* _RECORDS FOR THE TASK_:
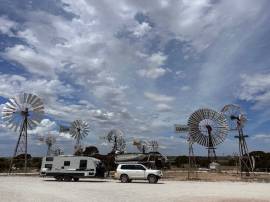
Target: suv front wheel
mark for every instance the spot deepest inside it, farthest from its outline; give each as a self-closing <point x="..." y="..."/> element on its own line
<point x="152" y="179"/>
<point x="124" y="179"/>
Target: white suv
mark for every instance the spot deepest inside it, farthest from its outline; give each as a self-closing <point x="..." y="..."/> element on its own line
<point x="128" y="172"/>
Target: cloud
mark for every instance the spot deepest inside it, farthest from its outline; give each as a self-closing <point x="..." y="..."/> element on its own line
<point x="152" y="73"/>
<point x="7" y="25"/>
<point x="153" y="69"/>
<point x="255" y="88"/>
<point x="158" y="97"/>
<point x="163" y="107"/>
<point x="104" y="62"/>
<point x="141" y="29"/>
<point x="45" y="128"/>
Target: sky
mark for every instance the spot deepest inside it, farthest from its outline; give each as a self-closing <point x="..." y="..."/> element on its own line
<point x="139" y="66"/>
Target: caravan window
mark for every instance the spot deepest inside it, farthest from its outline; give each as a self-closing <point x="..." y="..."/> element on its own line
<point x="83" y="164"/>
<point x="66" y="163"/>
<point x="49" y="166"/>
<point x="49" y="158"/>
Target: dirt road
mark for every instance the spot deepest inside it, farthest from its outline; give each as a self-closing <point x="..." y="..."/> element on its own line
<point x="15" y="188"/>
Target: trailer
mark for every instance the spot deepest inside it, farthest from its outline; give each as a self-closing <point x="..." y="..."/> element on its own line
<point x="67" y="167"/>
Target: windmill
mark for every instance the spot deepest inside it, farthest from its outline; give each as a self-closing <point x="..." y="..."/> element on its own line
<point x="57" y="150"/>
<point x="49" y="141"/>
<point x="153" y="144"/>
<point x="116" y="137"/>
<point x="146" y="146"/>
<point x="237" y="119"/>
<point x="208" y="128"/>
<point x="22" y="112"/>
<point x="141" y="145"/>
<point x="78" y="130"/>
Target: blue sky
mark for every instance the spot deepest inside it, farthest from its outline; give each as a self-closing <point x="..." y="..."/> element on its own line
<point x="140" y="66"/>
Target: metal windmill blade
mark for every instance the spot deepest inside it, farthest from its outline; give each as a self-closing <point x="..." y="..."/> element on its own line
<point x="234" y="116"/>
<point x="78" y="130"/>
<point x="153" y="144"/>
<point x="203" y="121"/>
<point x="20" y="107"/>
<point x="116" y="137"/>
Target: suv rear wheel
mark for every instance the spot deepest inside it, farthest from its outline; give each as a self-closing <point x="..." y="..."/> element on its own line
<point x="152" y="179"/>
<point x="124" y="179"/>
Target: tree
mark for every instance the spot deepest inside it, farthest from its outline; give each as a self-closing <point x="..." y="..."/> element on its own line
<point x="90" y="151"/>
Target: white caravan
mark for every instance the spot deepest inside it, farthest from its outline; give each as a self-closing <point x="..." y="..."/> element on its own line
<point x="71" y="167"/>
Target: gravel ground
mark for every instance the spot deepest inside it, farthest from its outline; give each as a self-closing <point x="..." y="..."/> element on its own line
<point x="18" y="188"/>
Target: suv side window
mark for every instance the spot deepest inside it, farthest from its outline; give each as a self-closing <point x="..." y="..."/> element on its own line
<point x="128" y="167"/>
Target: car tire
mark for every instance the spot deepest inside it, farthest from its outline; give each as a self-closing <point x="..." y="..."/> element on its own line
<point x="124" y="179"/>
<point x="152" y="179"/>
<point x="59" y="178"/>
<point x="67" y="179"/>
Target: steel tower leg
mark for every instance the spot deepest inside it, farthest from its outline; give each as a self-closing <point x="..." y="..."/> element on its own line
<point x="245" y="162"/>
<point x="191" y="161"/>
<point x="21" y="146"/>
<point x="211" y="150"/>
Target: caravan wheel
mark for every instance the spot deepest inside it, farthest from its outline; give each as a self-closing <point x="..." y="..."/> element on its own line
<point x="59" y="178"/>
<point x="67" y="179"/>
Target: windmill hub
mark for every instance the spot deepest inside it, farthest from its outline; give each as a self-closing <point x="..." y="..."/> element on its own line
<point x="25" y="112"/>
<point x="209" y="129"/>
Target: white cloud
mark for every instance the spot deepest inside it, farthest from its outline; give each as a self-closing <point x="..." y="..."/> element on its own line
<point x="82" y="66"/>
<point x="255" y="88"/>
<point x="163" y="107"/>
<point x="153" y="69"/>
<point x="152" y="73"/>
<point x="158" y="97"/>
<point x="7" y="25"/>
<point x="141" y="29"/>
<point x="45" y="128"/>
<point x="33" y="61"/>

* _WORK TO BE COMPLETED_: Each entry above should be reproduced exactly, with the pictures removed.

* _SOLUTION BELOW_:
Target: suv front wheel
mark for every instance the spot deepest inside it, farthest from its outline; give each as a self-closing <point x="..." y="..."/> element on its own line
<point x="152" y="179"/>
<point x="124" y="179"/>
Target: white suv
mark for every instance the spot deepest inside it, farthest from its outline; give each as a self-closing <point x="..." y="..."/> element on its own line
<point x="128" y="172"/>
Target: cloud
mark for every instance the spot deepest inside it, farthest from its outline; give each as a self-closing <point x="..." y="..."/> element on its own line
<point x="152" y="73"/>
<point x="7" y="25"/>
<point x="153" y="69"/>
<point x="255" y="88"/>
<point x="158" y="97"/>
<point x="163" y="107"/>
<point x="104" y="62"/>
<point x="141" y="29"/>
<point x="45" y="128"/>
Target: sky
mark for every instance the spot deepest inside it, farthest from its outline; give each as a self-closing <point x="..." y="..."/> element on its own line
<point x="139" y="66"/>
Target: caravan window
mark for every instance the spot deepest inside it, farthest from its outline; give each as a self-closing <point x="..." y="..."/> element on its own line
<point x="83" y="164"/>
<point x="66" y="163"/>
<point x="49" y="166"/>
<point x="49" y="158"/>
Target: dirt road
mark for every instance the spot deepest inside it, farthest from its outline; give each as a self-closing <point x="..." y="..."/> element on its own line
<point x="15" y="188"/>
Target: trailer
mark for every instance the spot deepest inside it, farthest from its outline; give each as a self-closing <point x="..." y="..."/> element on its own line
<point x="67" y="167"/>
Target: windmill
mark for every instance the spot deepest inside it, farthest from its outline; give each as a self-closing <point x="..." y="..."/> element on its own line
<point x="57" y="150"/>
<point x="49" y="141"/>
<point x="153" y="144"/>
<point x="116" y="137"/>
<point x="146" y="146"/>
<point x="237" y="119"/>
<point x="208" y="128"/>
<point x="22" y="112"/>
<point x="141" y="145"/>
<point x="78" y="130"/>
Target: blue sky
mark for every instance the spot deepest inside it, farthest from its outline; give each as a self-closing <point x="..." y="..."/> element on its own line
<point x="140" y="66"/>
Target: metal windmill blade
mark for every instance the spot deepest inside it, farthest from its outline; give each as a self-closing <point x="..." y="..."/> element on its own line
<point x="234" y="116"/>
<point x="78" y="130"/>
<point x="153" y="144"/>
<point x="203" y="121"/>
<point x="20" y="107"/>
<point x="116" y="137"/>
Target: suv rear wheel
mark for every instance the spot deepest inside it, farthest from its outline; give each as a self-closing <point x="..." y="..."/> element on its own line
<point x="152" y="179"/>
<point x="124" y="179"/>
Target: tree
mark for every instance the spot deepest inside it, farthest from its outline; give each as a self-closing <point x="..." y="..."/> element on its own line
<point x="90" y="151"/>
Target: white caravan
mark for every instance the spot deepest inside it, farthest from its outline; give each as a self-closing <point x="..." y="..."/> element on its own line
<point x="71" y="167"/>
Target: gravel ground
mark for every instance the spot deepest inside it, farthest from its outline; give each as a self-closing <point x="..." y="..."/> element on its own line
<point x="18" y="188"/>
Target: suv side window
mark for every instance the spot deepest inside it, farthest from its outline; give each as a self-closing <point x="..." y="..."/> element on its own line
<point x="128" y="167"/>
Target: car tire
mark for every instance the spot deepest inside it, farthest from its outline; give each as a self-closing <point x="..." y="..."/> element on its own line
<point x="124" y="179"/>
<point x="152" y="179"/>
<point x="59" y="178"/>
<point x="67" y="179"/>
Target: steel tower leg
mark for every instance the spot deepest inside it, farthest from its outline; give each as a self-closing <point x="..." y="..."/> element on its own line
<point x="245" y="162"/>
<point x="191" y="161"/>
<point x="21" y="146"/>
<point x="211" y="150"/>
Target: caravan wheel
mark for every instance the spot deepest inside it, farthest from its outline; give each as a self-closing <point x="..." y="..."/> element on its own line
<point x="59" y="178"/>
<point x="67" y="179"/>
Target: windmill hub
mark for every instance the spot deepest inside it, farthest from its outline; give each as a self-closing <point x="..." y="..."/> element on its own line
<point x="25" y="112"/>
<point x="209" y="129"/>
Target: white cloud
mark for every instance the spot deepest inside it, farthest from its outline; give each as a self-closing <point x="..." y="..."/> element on its own line
<point x="82" y="66"/>
<point x="255" y="88"/>
<point x="163" y="107"/>
<point x="153" y="69"/>
<point x="152" y="73"/>
<point x="158" y="97"/>
<point x="7" y="25"/>
<point x="141" y="29"/>
<point x="45" y="128"/>
<point x="33" y="61"/>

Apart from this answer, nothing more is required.